[begin Document extract]

As the old saying goes, if you turn the building upside down, what falls out is the contents, and what stays in is considered the building. While this is a fairly good rule of thumb, it is important to check the meaning of building as defined in the relevant strata legislation depending on where your building is situated. *See the relevant Act for your location at the end of this article.  For example, in Victoria The Owners Corporations Act 2006 states a building includes—

(a) a structure and part of a building or a structure; and

(b) walls, out-buildings, service installations and other appurtenances of a building; and

(c) a boat or a pontoon that is permanently moored or fixed to land.


Strata insurance typically covers the building, common property, and common area contents in the event of sudden/unforeseen accidental loss or damage.  In every case, coverage will depend on the cause of damage and if it is classed as an insurable event. A couple of examples are as follows:

  • Storm damage
  • Fire
  • Resultant water damage from a burst pipe/apparatus
  • Impact damage
  • Vandalism
  • Malicious damage
  • Theft

Each policy has exclusions, and as such, it is important to read and understand your insurer’s Policy Wording and Product Disclosure Statement. Some general exclusions across the market are (but are not limited to): wear & tear, corrosion, faulty workmanship, defect, and/or maintenance-related. Certain strata policies include an extension of cover for loss of rent/temporary accommodation to assist owners if their lot becomes inhabitable during an insurable event.

[end Document extract]
[begin Dataset entries]

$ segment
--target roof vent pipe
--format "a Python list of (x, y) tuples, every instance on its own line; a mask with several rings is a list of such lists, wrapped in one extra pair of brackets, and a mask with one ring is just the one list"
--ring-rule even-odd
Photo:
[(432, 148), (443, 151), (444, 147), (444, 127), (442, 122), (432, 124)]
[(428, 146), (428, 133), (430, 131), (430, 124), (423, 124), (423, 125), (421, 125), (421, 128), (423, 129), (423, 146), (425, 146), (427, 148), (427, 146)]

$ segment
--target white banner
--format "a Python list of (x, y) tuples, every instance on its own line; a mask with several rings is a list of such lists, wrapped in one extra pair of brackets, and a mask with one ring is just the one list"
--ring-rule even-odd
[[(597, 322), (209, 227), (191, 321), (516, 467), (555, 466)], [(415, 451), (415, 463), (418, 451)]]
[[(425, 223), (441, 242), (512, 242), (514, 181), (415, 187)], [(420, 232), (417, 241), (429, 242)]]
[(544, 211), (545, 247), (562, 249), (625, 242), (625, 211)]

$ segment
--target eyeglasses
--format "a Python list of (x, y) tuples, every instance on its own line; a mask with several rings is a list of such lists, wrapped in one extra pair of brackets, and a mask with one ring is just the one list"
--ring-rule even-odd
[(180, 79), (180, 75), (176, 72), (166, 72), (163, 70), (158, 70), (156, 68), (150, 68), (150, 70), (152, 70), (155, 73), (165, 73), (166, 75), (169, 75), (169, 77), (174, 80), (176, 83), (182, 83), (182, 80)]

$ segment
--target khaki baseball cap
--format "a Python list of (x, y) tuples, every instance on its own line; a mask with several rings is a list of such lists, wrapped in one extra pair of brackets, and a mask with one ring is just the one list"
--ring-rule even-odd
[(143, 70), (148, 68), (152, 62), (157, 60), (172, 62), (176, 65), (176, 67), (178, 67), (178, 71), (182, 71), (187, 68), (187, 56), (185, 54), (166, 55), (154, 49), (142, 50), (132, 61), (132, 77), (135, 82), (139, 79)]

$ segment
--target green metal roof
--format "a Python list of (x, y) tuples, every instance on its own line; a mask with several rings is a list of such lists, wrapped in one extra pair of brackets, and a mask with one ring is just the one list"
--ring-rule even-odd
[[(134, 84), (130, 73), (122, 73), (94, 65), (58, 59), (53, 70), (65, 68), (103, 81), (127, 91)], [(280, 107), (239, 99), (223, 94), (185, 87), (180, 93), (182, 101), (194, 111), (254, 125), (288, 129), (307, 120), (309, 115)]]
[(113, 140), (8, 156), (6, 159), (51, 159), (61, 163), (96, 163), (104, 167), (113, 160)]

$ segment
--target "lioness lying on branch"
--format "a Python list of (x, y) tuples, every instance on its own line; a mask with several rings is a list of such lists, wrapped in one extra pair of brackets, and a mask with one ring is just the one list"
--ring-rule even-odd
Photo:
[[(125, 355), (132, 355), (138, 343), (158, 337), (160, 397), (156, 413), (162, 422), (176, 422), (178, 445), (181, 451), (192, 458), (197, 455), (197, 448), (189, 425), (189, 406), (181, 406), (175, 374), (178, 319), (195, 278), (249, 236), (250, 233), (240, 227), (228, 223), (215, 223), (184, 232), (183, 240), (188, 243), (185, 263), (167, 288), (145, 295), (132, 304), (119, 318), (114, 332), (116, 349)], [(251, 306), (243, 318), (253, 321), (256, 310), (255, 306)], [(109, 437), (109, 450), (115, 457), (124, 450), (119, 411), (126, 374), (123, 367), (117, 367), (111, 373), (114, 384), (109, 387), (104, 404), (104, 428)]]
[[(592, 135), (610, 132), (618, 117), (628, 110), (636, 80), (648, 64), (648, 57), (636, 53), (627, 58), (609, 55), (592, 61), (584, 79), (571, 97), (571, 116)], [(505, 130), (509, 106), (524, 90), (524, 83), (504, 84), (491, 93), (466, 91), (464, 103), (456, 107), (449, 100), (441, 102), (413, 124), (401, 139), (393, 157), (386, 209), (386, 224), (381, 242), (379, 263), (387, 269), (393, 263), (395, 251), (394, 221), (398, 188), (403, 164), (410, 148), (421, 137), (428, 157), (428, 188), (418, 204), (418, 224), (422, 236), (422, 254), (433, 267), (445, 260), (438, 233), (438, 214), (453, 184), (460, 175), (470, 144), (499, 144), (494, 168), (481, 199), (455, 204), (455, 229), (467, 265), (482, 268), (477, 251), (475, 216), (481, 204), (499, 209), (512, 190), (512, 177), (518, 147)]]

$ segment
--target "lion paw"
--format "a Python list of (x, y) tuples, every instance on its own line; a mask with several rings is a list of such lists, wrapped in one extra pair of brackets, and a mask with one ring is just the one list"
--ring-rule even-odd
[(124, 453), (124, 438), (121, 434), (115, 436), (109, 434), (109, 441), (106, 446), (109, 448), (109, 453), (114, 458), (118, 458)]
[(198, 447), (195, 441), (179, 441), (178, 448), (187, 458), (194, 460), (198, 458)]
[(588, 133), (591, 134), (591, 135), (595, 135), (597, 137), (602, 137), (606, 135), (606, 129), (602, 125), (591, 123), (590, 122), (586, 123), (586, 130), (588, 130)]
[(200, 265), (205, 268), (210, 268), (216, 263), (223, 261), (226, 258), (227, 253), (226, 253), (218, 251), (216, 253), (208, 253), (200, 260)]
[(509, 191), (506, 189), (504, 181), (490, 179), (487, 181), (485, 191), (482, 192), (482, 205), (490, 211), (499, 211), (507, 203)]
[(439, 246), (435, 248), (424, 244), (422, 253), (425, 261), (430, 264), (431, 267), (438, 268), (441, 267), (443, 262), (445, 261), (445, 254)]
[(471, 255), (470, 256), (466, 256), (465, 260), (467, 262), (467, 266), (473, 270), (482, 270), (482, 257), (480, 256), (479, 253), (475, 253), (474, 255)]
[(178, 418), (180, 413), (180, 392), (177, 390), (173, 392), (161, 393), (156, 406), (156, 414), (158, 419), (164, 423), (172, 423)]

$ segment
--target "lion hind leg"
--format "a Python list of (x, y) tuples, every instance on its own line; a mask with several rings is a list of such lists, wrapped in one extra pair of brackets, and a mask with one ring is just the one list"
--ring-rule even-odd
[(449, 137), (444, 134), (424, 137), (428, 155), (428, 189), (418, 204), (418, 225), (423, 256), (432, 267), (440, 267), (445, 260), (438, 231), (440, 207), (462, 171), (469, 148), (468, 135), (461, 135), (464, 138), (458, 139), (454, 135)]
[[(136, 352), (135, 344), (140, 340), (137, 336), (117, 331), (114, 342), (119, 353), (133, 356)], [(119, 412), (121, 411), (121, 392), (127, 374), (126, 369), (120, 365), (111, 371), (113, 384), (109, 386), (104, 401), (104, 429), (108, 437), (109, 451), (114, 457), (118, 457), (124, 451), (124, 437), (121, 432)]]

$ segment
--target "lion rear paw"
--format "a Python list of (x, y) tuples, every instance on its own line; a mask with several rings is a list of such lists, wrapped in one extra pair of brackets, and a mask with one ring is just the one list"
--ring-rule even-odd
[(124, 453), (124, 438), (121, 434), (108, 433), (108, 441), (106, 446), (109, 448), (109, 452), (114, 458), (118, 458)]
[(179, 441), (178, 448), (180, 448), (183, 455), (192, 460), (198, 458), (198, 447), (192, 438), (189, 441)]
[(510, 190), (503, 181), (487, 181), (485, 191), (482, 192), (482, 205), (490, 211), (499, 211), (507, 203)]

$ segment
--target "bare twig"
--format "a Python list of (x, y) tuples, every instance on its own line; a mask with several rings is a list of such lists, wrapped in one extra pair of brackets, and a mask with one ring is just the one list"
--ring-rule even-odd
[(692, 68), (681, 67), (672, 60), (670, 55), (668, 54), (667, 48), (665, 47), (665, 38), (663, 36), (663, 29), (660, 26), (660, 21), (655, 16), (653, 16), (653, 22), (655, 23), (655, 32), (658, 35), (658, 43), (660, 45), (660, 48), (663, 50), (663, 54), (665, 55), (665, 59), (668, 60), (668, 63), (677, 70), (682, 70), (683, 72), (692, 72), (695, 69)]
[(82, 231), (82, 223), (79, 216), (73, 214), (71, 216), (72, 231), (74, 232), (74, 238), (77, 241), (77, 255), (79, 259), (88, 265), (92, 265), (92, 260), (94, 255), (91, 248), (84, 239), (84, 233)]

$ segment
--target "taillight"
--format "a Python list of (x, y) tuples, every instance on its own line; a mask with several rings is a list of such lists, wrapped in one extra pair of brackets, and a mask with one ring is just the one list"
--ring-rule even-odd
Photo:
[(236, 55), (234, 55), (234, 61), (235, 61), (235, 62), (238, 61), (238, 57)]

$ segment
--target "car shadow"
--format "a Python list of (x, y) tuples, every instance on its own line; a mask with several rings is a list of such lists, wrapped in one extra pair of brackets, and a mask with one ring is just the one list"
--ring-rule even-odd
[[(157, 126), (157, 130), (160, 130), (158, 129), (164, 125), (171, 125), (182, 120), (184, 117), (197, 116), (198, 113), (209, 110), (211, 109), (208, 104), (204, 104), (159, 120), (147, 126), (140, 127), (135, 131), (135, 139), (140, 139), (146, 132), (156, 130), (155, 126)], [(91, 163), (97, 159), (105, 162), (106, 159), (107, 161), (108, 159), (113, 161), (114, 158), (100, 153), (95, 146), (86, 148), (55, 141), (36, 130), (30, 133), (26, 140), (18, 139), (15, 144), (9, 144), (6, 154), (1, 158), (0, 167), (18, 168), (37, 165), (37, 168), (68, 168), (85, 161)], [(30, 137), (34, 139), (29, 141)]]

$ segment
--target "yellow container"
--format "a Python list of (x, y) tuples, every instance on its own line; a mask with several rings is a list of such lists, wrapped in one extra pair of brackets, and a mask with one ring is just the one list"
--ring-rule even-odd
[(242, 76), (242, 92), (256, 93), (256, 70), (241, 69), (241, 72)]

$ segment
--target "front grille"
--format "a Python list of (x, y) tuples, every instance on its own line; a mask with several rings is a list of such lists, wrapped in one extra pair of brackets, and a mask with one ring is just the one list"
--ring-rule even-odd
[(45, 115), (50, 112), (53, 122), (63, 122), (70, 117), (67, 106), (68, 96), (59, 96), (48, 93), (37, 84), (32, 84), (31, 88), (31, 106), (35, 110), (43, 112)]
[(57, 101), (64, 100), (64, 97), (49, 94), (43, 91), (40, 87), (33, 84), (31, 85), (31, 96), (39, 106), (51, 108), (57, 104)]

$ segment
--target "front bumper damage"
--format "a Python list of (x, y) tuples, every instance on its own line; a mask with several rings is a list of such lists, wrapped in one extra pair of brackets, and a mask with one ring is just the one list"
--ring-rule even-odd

[end Dataset entries]
[begin Dataset entries]

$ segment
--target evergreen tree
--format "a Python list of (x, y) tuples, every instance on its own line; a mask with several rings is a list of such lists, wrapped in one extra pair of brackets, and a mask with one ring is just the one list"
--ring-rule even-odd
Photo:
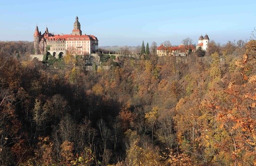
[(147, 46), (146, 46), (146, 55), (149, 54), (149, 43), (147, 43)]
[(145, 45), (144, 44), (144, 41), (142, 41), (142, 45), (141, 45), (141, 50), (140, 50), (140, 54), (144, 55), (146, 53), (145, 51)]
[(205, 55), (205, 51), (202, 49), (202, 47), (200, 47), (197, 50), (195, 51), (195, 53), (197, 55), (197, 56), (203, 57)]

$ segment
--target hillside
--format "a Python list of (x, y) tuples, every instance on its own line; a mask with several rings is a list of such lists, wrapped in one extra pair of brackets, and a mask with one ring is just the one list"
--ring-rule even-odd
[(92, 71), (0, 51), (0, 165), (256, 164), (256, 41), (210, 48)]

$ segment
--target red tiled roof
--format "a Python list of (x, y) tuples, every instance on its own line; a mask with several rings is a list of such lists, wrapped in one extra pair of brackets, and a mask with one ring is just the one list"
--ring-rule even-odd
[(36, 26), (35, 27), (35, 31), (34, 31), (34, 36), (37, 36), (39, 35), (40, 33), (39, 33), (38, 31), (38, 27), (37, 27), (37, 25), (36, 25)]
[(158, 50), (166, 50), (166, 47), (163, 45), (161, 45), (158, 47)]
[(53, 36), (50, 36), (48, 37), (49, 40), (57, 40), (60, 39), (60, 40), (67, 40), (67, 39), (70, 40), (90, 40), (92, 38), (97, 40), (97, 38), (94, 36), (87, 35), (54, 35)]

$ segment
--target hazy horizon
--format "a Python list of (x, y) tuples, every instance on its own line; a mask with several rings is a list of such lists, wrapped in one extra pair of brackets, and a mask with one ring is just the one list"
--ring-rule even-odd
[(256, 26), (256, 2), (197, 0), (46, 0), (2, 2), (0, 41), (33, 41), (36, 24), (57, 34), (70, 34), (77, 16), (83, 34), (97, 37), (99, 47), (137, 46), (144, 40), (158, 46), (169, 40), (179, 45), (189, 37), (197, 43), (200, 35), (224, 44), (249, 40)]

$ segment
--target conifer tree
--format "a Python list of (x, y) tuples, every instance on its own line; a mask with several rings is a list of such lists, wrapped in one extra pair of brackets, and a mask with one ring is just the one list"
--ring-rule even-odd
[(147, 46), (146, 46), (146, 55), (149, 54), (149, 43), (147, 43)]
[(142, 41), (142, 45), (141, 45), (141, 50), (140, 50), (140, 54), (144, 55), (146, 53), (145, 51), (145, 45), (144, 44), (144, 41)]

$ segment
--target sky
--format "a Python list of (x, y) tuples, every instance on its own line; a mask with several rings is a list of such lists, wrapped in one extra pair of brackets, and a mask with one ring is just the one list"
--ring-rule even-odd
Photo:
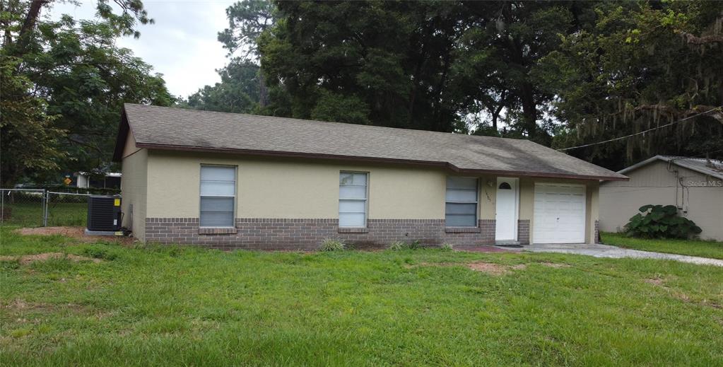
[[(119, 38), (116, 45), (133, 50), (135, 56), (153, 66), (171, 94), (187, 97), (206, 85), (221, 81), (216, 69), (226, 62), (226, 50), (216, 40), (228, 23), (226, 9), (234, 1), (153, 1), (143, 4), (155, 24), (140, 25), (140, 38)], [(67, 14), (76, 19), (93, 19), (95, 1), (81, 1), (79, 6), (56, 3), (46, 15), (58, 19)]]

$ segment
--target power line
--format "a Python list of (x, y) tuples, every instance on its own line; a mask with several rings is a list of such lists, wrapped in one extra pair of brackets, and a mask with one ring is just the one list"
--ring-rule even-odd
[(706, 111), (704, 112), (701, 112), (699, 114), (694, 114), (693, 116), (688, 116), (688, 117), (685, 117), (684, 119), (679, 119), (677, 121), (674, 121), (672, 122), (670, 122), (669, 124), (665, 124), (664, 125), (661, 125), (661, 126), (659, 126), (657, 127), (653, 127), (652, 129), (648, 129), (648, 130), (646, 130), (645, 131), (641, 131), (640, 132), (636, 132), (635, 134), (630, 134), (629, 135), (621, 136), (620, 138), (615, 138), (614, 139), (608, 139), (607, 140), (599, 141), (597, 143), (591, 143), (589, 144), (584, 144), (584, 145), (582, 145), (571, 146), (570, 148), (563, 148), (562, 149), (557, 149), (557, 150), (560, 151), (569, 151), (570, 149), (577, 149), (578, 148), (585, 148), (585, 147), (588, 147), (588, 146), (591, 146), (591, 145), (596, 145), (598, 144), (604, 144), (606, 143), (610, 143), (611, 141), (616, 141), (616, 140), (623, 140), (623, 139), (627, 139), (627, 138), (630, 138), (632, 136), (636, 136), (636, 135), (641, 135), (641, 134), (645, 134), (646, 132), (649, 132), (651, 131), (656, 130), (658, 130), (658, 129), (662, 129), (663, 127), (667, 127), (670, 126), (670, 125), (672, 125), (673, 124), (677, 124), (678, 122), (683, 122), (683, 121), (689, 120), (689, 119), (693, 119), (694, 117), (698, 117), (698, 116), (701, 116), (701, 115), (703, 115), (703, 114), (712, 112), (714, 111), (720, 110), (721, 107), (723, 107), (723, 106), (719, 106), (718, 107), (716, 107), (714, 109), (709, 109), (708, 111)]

[end Dataset entries]
[begin Dataset entries]

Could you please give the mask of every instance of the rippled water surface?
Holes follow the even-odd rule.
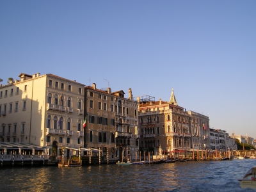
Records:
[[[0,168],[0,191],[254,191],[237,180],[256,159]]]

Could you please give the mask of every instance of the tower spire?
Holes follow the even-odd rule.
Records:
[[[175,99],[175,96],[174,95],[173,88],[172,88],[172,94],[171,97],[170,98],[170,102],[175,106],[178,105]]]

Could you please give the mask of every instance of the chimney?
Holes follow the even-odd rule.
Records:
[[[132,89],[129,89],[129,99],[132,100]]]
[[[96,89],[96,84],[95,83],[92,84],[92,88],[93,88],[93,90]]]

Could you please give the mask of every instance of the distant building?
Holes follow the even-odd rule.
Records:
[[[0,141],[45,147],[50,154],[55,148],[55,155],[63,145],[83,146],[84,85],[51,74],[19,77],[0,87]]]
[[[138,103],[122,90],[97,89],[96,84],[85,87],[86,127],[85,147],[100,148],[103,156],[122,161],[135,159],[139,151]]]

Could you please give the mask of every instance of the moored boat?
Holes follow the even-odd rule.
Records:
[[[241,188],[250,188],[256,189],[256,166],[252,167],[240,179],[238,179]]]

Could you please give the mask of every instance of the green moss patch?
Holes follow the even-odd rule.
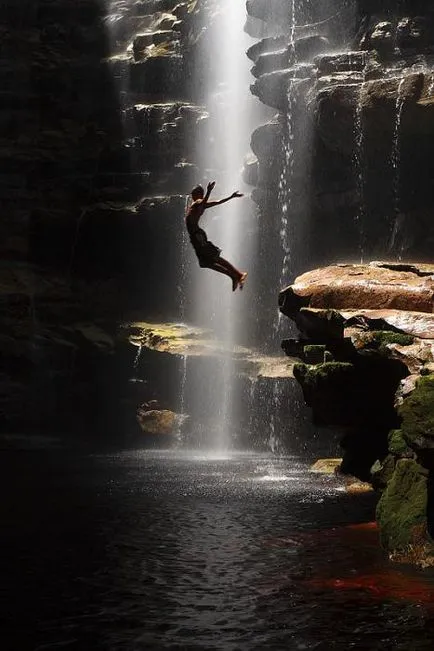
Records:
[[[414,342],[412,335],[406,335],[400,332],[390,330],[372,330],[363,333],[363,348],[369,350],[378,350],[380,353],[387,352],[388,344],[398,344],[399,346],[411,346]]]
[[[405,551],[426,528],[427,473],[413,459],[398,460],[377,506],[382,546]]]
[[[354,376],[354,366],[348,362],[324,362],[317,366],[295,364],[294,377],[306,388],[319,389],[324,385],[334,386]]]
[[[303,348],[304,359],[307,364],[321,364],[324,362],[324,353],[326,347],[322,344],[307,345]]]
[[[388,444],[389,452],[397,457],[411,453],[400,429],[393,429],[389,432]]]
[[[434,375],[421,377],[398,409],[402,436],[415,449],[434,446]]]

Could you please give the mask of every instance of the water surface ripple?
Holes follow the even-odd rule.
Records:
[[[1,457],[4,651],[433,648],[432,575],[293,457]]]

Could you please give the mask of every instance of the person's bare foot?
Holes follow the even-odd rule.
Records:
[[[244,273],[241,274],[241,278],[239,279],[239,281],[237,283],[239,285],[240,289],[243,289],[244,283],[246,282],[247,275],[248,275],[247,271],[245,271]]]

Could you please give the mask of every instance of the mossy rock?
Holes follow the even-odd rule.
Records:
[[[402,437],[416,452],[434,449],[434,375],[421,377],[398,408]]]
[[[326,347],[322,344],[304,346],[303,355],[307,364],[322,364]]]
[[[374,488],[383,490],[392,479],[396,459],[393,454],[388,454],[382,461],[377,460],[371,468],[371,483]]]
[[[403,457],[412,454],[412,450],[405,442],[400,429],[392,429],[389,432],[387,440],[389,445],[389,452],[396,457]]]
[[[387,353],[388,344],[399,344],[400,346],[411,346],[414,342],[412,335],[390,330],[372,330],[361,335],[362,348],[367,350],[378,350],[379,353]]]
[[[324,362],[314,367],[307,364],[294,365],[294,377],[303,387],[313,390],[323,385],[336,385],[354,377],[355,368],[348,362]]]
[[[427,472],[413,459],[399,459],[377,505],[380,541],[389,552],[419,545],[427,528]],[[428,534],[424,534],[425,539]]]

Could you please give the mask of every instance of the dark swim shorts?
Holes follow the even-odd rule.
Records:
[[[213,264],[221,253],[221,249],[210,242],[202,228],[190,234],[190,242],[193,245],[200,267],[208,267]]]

[end Dataset entries]

Rewrite the strata insurance article from "(a) a structure" down to "fixed to land.", replacing "pontoon" with "jetty".

(a) a structure and part of a building or a structure; and

(b) walls, out-buildings, service installations and other appurtenances of a building; and

(c) a boat or a jetty that is permanently moored or fixed to land.